> What this task involves: The material below contains a line with "For every instance of the pine" and a line with "For every instance of the snowboarder". Copy exactly those two lines and all lines between them.

> Data for the task:
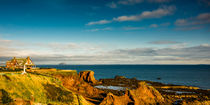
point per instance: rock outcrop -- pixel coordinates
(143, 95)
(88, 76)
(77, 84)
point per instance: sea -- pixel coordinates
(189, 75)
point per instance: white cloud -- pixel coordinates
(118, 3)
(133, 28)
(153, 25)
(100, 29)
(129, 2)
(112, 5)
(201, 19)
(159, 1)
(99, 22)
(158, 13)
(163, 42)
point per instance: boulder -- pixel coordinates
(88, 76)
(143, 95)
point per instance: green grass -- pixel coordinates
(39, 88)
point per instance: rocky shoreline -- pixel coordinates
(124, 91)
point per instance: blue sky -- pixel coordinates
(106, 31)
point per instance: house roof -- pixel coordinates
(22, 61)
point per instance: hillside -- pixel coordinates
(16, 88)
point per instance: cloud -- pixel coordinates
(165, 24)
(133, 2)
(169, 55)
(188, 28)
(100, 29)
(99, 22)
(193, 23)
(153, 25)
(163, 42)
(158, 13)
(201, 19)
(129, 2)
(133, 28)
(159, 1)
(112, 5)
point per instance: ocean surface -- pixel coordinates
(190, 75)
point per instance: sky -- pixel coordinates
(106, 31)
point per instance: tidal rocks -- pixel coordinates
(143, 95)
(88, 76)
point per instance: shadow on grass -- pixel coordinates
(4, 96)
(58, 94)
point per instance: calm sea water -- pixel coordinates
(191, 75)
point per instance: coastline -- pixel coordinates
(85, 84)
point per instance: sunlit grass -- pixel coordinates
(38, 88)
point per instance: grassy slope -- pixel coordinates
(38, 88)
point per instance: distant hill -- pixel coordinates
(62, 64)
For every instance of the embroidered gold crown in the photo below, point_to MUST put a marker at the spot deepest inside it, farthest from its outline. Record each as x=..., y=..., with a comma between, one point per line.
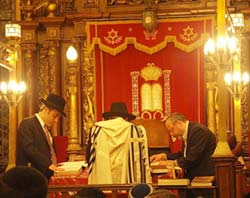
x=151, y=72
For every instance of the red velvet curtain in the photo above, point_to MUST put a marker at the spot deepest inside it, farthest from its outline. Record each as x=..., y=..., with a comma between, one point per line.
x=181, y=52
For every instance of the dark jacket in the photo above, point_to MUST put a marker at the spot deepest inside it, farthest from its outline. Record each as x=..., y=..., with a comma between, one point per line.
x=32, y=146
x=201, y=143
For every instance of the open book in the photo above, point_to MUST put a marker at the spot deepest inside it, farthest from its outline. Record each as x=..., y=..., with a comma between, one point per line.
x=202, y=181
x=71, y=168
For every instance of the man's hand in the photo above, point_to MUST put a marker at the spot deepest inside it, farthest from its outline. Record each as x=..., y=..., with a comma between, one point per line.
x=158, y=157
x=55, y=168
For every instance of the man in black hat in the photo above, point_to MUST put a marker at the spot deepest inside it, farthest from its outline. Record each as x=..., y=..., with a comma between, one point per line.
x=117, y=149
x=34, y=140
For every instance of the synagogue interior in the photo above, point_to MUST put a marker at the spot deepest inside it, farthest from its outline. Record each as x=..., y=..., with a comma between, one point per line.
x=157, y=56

* * *

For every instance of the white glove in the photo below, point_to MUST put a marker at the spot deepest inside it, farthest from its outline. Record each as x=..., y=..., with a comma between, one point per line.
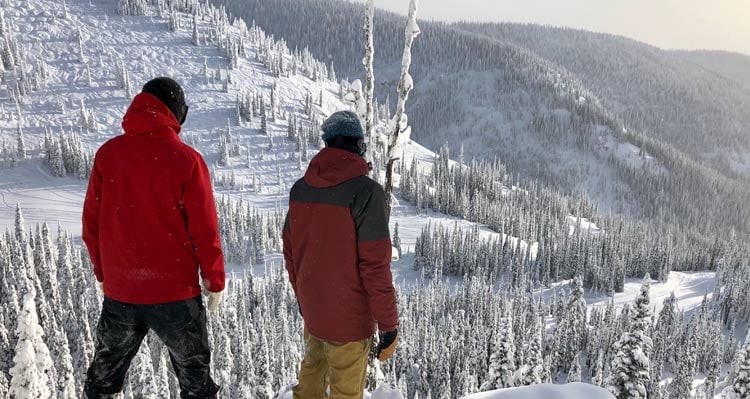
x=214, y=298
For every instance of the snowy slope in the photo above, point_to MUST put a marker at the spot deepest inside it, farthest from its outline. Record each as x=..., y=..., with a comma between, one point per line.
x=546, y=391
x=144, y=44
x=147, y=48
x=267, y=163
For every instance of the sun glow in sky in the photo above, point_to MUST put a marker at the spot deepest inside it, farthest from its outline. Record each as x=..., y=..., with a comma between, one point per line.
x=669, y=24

* * *

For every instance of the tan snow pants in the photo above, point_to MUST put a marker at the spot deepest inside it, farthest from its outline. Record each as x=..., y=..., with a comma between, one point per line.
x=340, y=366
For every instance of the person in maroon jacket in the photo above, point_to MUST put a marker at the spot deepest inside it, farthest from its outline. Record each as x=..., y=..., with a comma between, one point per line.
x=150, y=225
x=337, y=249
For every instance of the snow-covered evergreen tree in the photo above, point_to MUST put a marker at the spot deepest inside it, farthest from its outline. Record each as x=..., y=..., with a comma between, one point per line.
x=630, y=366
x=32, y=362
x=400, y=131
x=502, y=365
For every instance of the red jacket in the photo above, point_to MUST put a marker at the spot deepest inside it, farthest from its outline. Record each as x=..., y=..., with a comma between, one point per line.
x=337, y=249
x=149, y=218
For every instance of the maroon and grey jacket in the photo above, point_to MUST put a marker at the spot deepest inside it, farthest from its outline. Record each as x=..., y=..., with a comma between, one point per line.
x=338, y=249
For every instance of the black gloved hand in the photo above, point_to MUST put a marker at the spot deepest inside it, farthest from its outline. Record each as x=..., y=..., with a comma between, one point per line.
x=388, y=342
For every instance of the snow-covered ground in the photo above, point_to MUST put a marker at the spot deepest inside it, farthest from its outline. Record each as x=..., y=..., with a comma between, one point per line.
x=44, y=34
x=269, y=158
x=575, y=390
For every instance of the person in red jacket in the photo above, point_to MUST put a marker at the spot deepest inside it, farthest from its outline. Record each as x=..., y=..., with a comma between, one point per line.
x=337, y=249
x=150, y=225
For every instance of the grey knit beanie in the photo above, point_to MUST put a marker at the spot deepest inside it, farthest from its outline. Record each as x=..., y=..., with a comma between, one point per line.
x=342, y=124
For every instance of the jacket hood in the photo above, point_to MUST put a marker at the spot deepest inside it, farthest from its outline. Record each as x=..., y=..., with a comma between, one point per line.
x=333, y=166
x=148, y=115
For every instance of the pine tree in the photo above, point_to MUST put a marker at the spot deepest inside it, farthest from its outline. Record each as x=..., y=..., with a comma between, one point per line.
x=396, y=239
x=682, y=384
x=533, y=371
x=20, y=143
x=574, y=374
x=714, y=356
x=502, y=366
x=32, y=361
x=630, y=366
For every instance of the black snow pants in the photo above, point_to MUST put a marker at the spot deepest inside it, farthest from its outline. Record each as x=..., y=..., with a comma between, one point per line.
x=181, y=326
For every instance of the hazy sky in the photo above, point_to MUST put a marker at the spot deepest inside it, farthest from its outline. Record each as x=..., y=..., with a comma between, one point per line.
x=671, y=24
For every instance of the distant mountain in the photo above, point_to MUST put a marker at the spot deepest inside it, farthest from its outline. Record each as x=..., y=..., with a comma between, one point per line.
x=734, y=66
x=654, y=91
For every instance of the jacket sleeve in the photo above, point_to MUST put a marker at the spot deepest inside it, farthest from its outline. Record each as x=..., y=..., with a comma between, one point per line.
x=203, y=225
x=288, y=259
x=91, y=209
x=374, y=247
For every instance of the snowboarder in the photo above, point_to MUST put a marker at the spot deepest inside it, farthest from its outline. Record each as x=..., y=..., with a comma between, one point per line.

> Expected output:
For every instance of the pine tree in the photo above, point_to MUST put a marker at the spot deepest inside it, farthest from its outline. Record each as x=..., y=..., with a comma between, one point per line.
x=396, y=239
x=682, y=384
x=533, y=371
x=20, y=143
x=574, y=374
x=714, y=356
x=502, y=366
x=32, y=361
x=630, y=366
For every instance of the black snow pants in the photo above, point_to MUST put a marker at the spot deepest inside it, farthest from its outline. Record each as x=..., y=..., with a comma between, one point per line.
x=181, y=326
For every instance of the hazy sky in the photo above, point_to MUST put a marker at the spot deepest inside it, farthest from its outline. Record each as x=..., y=..., with a comma between, one point per line.
x=671, y=24
For every instance of the distant mountain in the photo above, point_to MUST put a marker at the spot deepest inside it, farthest from its outline. Record each as x=..., y=..., with a comma between, one point per line.
x=734, y=66
x=654, y=91
For every instance of the jacket sleeve in the photo above, point_to MUST put a marker at the spot deepest inside it, farthest from its outline. Record each as x=..., y=..., with a comma between, one point per line.
x=203, y=225
x=288, y=259
x=91, y=209
x=374, y=247
For every instance of the snowboarder in the photo above, point_to MUST put a marker at the spot deepest inside it, farthest from its outline. Record each as x=..., y=..., with a comma between, one point per line.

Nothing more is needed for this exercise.